● Seite
────────────────

Nicht etwa beim Rauchen, sondern als Augenweide mit ihren roten oder lila Blüten. Bis zu 100 Pflanzen für den Eigenbedarf sind erlaubt

Mein Freund und Nachbar Hermann ist Bauer – ein ganz schlauer sogar. Mit 22 Hektar war der Betrieb schon in den 1970er-Jahren zu klein, um auf Dauer die Familie ernähren zu können. Während damals viele Landwirte aufgeben mussten, entdeckte Hermann eine Marktlücke. Statt weiter auf Getreide, Kartoffeln oder Rüben setzte der heute 63-Jährige auf Tabak. Der Anbau von Nicotiana tabacum war zwar komplizierter, versprach aber ordentliche Subventionen und eine gewisse wirtschaftliche Sicherheit. Seine Frau Margret kannte sich auch schon ein bisschen aus. Sie stammte aus einer Familie, die Tabak gepflanzt hatte.

────────────────

● Eingabedaten

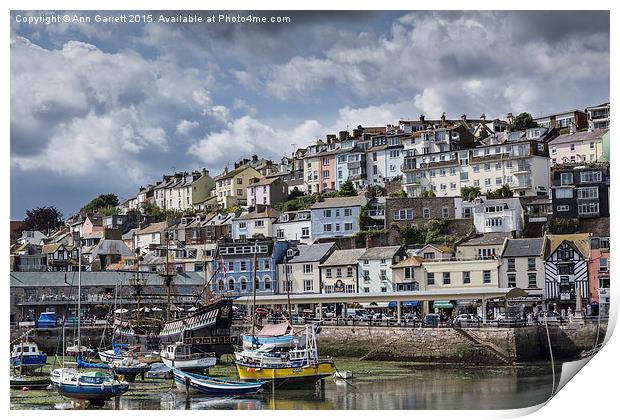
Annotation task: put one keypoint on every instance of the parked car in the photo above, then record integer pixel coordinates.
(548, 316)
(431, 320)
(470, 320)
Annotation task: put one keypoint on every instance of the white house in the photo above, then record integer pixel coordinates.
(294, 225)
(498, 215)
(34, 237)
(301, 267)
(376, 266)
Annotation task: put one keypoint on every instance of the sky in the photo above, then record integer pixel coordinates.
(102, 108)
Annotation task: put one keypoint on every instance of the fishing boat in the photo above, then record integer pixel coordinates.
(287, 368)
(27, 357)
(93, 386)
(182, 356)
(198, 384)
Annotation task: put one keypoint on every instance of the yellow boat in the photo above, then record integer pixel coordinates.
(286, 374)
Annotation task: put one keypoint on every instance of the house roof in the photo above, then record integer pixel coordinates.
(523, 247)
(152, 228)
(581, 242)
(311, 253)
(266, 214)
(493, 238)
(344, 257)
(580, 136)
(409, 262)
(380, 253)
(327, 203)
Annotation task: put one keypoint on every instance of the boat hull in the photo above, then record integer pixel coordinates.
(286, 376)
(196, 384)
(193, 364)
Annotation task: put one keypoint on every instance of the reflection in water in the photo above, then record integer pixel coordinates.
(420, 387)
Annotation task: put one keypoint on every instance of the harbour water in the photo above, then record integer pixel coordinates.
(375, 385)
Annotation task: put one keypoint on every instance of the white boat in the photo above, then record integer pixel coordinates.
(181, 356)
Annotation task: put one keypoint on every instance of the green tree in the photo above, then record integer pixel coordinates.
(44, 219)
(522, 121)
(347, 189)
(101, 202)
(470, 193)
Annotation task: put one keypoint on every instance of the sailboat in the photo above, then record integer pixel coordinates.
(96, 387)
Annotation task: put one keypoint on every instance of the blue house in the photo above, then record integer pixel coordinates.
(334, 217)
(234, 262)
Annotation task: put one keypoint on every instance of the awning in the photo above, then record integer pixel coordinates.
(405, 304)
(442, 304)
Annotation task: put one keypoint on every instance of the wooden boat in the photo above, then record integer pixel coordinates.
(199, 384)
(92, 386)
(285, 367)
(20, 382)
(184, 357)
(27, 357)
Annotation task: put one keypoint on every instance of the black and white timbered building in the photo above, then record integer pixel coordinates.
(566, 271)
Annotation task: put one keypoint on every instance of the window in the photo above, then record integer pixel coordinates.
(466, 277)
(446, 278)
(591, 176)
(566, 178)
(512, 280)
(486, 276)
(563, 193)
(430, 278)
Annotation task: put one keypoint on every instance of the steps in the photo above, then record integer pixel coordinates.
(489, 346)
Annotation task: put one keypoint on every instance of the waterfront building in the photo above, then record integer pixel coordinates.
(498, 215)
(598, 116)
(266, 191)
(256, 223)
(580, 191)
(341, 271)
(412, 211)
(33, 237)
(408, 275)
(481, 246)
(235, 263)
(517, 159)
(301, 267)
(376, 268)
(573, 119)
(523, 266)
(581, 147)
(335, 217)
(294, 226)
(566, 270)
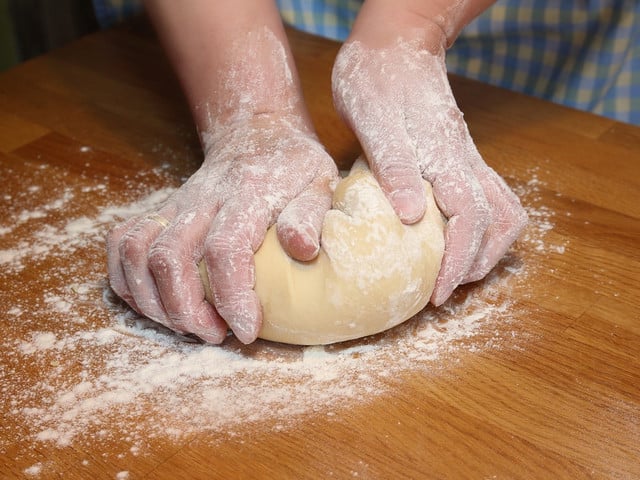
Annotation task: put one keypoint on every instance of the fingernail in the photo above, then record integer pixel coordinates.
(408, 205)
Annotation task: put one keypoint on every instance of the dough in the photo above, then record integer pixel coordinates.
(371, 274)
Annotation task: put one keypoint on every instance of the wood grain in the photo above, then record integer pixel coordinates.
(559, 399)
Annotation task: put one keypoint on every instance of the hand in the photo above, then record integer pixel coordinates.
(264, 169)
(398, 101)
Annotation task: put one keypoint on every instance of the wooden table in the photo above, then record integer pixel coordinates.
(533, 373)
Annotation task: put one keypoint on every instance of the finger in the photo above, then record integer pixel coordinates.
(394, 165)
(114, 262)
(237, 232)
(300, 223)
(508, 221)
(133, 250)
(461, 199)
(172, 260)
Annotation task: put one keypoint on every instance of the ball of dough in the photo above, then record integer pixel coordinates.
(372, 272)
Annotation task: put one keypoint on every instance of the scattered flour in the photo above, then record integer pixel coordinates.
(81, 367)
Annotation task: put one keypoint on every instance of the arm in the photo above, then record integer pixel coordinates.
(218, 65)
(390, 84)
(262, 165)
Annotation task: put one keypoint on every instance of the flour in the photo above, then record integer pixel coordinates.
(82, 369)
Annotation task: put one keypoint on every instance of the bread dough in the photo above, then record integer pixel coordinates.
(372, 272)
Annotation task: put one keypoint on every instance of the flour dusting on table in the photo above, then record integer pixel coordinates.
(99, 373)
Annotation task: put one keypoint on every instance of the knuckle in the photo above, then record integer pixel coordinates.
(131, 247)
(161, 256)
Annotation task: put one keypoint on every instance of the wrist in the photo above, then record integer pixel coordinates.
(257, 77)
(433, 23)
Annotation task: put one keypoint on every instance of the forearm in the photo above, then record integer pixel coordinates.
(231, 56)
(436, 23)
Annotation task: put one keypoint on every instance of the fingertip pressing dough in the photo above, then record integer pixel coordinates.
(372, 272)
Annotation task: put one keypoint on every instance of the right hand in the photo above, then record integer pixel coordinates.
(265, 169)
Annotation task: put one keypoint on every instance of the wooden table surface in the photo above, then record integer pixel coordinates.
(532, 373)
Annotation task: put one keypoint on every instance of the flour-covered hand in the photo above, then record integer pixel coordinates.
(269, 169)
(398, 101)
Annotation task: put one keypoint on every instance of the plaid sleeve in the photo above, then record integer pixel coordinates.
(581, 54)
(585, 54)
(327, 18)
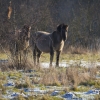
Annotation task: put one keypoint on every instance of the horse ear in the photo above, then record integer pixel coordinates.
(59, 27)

────────────────

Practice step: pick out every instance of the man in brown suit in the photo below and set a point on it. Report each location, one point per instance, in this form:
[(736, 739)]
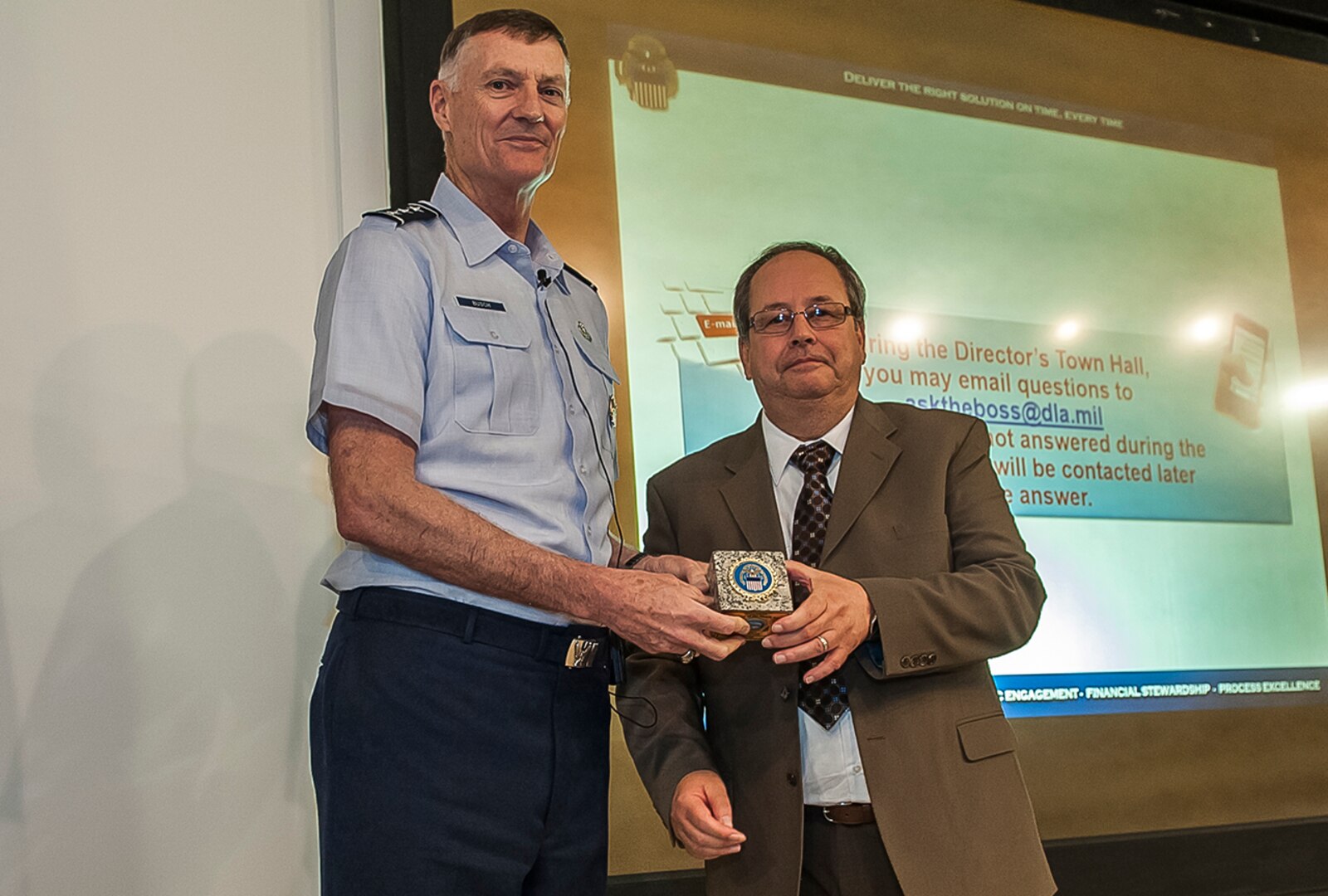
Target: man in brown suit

────────────────

● Arbeitsaufträge
(a) Suche in den Datensätzen jede Zeile, die die Zeichenfolge „table“ enthält, und gib diese Zeilen wörtlich wieder. Groß- und Kleinschreibung ist dabei zu beachten.
(b) Bitte führe den Text über den Tabakanbau im Anschluss an seinen letzten Satz weiter.

● Lösungen
(a)
Annotation task: put one keypoint on every instance of the wooden table in the photo above, then record integer pixel coordinates.
Annotation task: put one keypoint on every instance of the flour dusting on table in the photo above, then record integer pixel coordinates.
Annotation task: put one keypoint on every instance of the wooden table surface in the photo above, then record integer pixel coordinates.

(b)
Als meine Frau Anke und ich vor knapp 20 Jahren begannen, unseren kleinen Mühlenpark anzulegen, fielen uns gleich Hermanns Tabakfelder auf. Anke fand die Pflanzen einfach schön. Das war auch der Grund gewesen, weswegen der Tabak wie seine Schwestern, die Nachtschattengewächse Kartoffel und Tomate, zunächst in den Gärten der Adeligen und Reichen landete, nachdem sie nach der Entdeckung Amerikas im Jahr 1492 nach Europa gelangt waren. Dann kam das Rauchen in Mode, und schon 1590 gab es die ersten Tabakfelder zunächst in der Pfalz, später dann auch im Norden – knapp 200 Jahre, bevor Friedrich der Große seinen Preußen den Anbau der Kartoffel verordnete. Die Tomate fand erst im vergangenen Jahrhundert ihren festen Platz in unseren Küchen.

Heute ist mein Nachbar der letzte Tabakbauer im Wendland, in ganz Niedersachsen gibt es noch zwei. Das hat einmal damit zu tun, dass vor gut zehn Jahren der Staat die Subventionen für Tabakanbau gestrichen hat. Man konnte schlecht Kampagnen gegen den blauen Dunst starten und selber den Tabakanbau mit Steuergeld fördern. Mein Nachbar Hermann hatte auch schon daran gedacht, die Landwirtschaft an den Nagel zu hängen. Alt genug war er, die Erbfolge mit Sohn Torsten schon geregelt. Doch dann wurde der Tabak knapp. Trotz Rauchverboten brach der Zigarettenabsatz nicht ein, Wasserpfeifen kamen zusätzlich in Mode. Der Großhandel zahlte so viel, dass sich der Anbau sogar ohne Subvention lohnte.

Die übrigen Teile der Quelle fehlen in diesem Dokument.